## Request 1
In the passage about a son leaving for summer camp, list every reason the writer gives for feeling anxious in the sentences that begin with "Because".
## Request 2
Continue the passage about a son leaving for summer camp from its last sentence.

— start of Given text —

We are not sending our sons and daughters off to war. We are sending them off for a summer full of privilege and adventure, canoeing and backpacking, friendship and discovery.

Yet, Ben could have been feeling like Berger yesterday. He was heading into unchartered territory. He wasn’t going with any friends. He has never been away for eight weeks. He had never seen the camp to which this large bus was taking him. Everything was foreign. The feelings were foreign. And, even though he is so fortunate as he heads off for what we hope will be a wonderful summer, he must have been filled with that anxiety.

And, that is exactly the feeling that is keeping me awake on this night. I’m not sad, because “perspective” won’t allow me to be. My boy is lucky and fortunate and adventurous. He is not going off to Afghanistan. He is at camp! But, I am anxious. Because, I am his mom. Because he is my little guy. Because I want to know if he’s on the top bunk, where he so wanted to sleep. Because I miss him already.

I looked up the word anxiety, as I was curious about it’s exact definition after hearing Denise’s explanation. There were many defining phrases with words such as “uneasy” and “apprehensive.” Then, there was that one description of the word, which I choose to recall on this sleepless night:

“eagerly desirous.”

That sounds beautiful.

That is my definition.

That is what I hope my boy is feeling … eagerly desirous.

— end of Given text —
— start of Raw data —

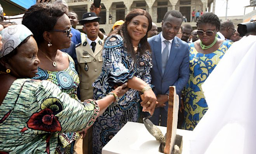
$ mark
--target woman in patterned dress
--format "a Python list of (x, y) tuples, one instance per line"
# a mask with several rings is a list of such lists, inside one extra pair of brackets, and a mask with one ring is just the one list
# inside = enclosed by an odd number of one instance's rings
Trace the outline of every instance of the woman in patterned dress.
[[(106, 40), (102, 72), (93, 84), (94, 98), (105, 97), (120, 84), (127, 82), (130, 89), (93, 125), (94, 154), (101, 153), (103, 147), (128, 121), (137, 121), (141, 105), (143, 111), (154, 113), (156, 98), (149, 85), (151, 59), (147, 41), (151, 22), (148, 12), (134, 10), (126, 17), (125, 23)], [(145, 100), (140, 104), (139, 92), (147, 87), (149, 88), (144, 92)]]
[[(4, 29), (1, 34), (0, 154), (54, 154), (58, 133), (87, 130), (115, 100), (111, 95), (81, 103), (50, 81), (23, 78), (34, 76), (40, 62), (32, 33), (18, 25)], [(125, 86), (113, 92), (123, 95)]]
[(183, 129), (190, 130), (208, 109), (201, 85), (232, 45), (230, 41), (216, 38), (220, 22), (215, 14), (204, 14), (197, 25), (199, 39), (190, 45), (190, 77), (185, 87), (183, 125)]
[[(25, 12), (22, 24), (32, 31), (38, 47), (41, 63), (33, 78), (50, 81), (78, 101), (79, 80), (74, 61), (60, 50), (68, 48), (71, 42), (71, 25), (67, 12), (67, 6), (62, 4), (37, 4)], [(79, 137), (77, 132), (60, 134), (56, 153), (73, 154), (73, 141)]]

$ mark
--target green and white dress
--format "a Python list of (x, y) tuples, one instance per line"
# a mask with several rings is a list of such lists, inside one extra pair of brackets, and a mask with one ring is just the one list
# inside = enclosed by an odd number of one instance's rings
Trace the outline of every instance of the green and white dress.
[(17, 79), (0, 106), (0, 153), (54, 154), (58, 133), (87, 129), (99, 111), (49, 81)]

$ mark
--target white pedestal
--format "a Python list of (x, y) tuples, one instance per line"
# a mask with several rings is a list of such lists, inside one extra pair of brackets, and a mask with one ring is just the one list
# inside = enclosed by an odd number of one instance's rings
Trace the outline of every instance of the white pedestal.
[[(158, 126), (164, 135), (166, 127)], [(189, 154), (189, 138), (192, 131), (177, 129), (177, 134), (183, 136), (182, 154)], [(144, 124), (128, 122), (105, 146), (102, 154), (163, 154), (158, 152), (160, 143), (156, 140)]]

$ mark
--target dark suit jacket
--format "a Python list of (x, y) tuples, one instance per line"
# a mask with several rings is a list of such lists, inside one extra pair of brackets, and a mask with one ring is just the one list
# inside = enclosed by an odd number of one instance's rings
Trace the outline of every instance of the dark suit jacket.
[(149, 38), (148, 41), (152, 50), (153, 67), (151, 69), (151, 84), (155, 86), (155, 94), (169, 94), (169, 86), (176, 86), (180, 95), (189, 77), (189, 46), (177, 37), (173, 39), (171, 51), (163, 74), (162, 72), (161, 33)]

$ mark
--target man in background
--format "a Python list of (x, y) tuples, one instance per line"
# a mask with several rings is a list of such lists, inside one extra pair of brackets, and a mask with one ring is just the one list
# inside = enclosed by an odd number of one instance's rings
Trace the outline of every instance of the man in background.
[(195, 13), (195, 22), (196, 22), (196, 21), (197, 21), (197, 20), (198, 19), (198, 18), (199, 17), (199, 16), (200, 16), (200, 13), (199, 13), (199, 10), (198, 10), (196, 13)]
[(181, 40), (186, 42), (189, 42), (189, 37), (191, 36), (191, 32), (193, 29), (189, 24), (184, 24), (182, 26), (182, 36)]
[(191, 20), (191, 22), (193, 22), (193, 20), (194, 20), (194, 22), (195, 22), (195, 10), (193, 10), (193, 11), (191, 14), (192, 14), (192, 20)]
[(218, 38), (223, 40), (229, 40), (236, 30), (235, 25), (230, 21), (224, 21), (221, 23), (220, 31), (217, 33)]
[(157, 26), (155, 23), (152, 22), (152, 28), (148, 32), (148, 37), (157, 35)]
[(72, 26), (71, 33), (73, 36), (71, 37), (71, 40), (75, 45), (77, 45), (81, 42), (81, 33), (80, 31), (76, 29), (76, 25), (79, 24), (78, 16), (76, 12), (70, 11), (68, 12), (68, 17), (70, 20)]
[(197, 34), (197, 29), (195, 29), (194, 31), (192, 31), (191, 35), (192, 36), (192, 39), (191, 40), (191, 42), (193, 42), (195, 41), (197, 41), (198, 39), (198, 36)]
[(240, 34), (239, 34), (238, 31), (236, 31), (235, 33), (234, 33), (233, 35), (232, 35), (232, 36), (231, 36), (230, 39), (232, 40), (232, 41), (235, 42), (240, 40), (240, 39), (242, 37), (240, 36)]

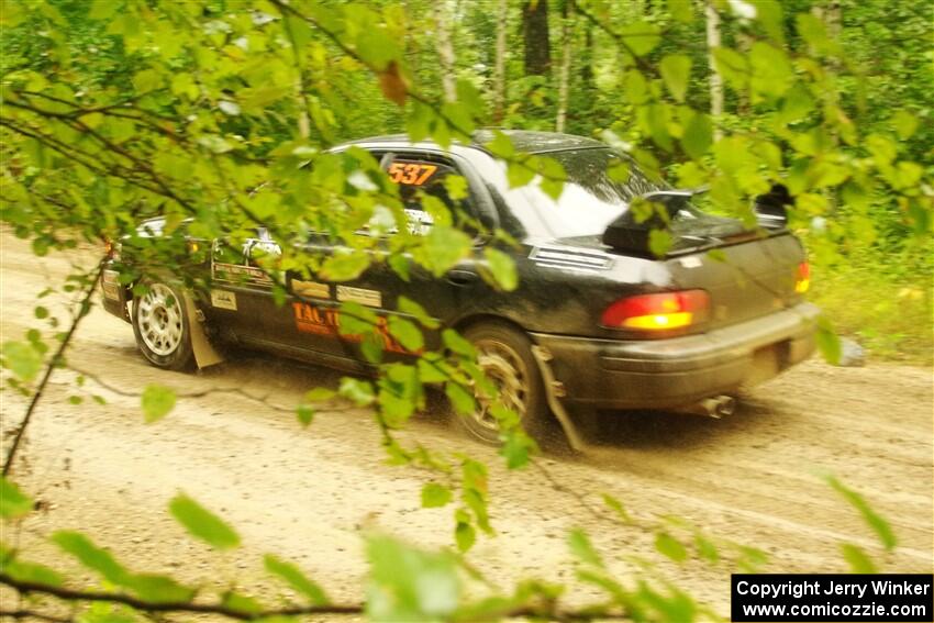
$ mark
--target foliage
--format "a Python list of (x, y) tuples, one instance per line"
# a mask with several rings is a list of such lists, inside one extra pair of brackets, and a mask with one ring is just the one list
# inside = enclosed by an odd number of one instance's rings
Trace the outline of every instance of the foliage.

— end of Raw data —

## Final result 1
- I am his mom.
- He is my little guy.
- I want to know if he's on the top bunk, where he so wanted to sleep.
- I miss him already.

## Final result 2
Once again, it’s all perspective. That is what allows us to fall back into a deep, peaceful sleep. It’s our rational perspectives. It’s our knowledge that we are so fortunate. It’s the fact that we can’t empathize with mothers of soldiers who have to know less comforting definitions of the word “anxiety.” It’s the fact that our children are so lucky to have these opportunities. It’s our belief that these little beings out there who we call “ours” are going to have joy and excitement and wonder and adventure.

I will go back to sleep now. And, while I still hope that Ben is dreaming of upcoming adventures with a smile on his face, I know that my anxiety is really just my being “eagerly desirous” as I wish for nothing but the simple, innocent, pure feelings of happiness and wonder for my Benny boy. Isn’t that what summer is about after all? Adventure. Exploration. Wonder. Awe. Beauty. Friendship.

So, sing it:

“Let the sunshine in, let the sunshine in … the sun shine in.”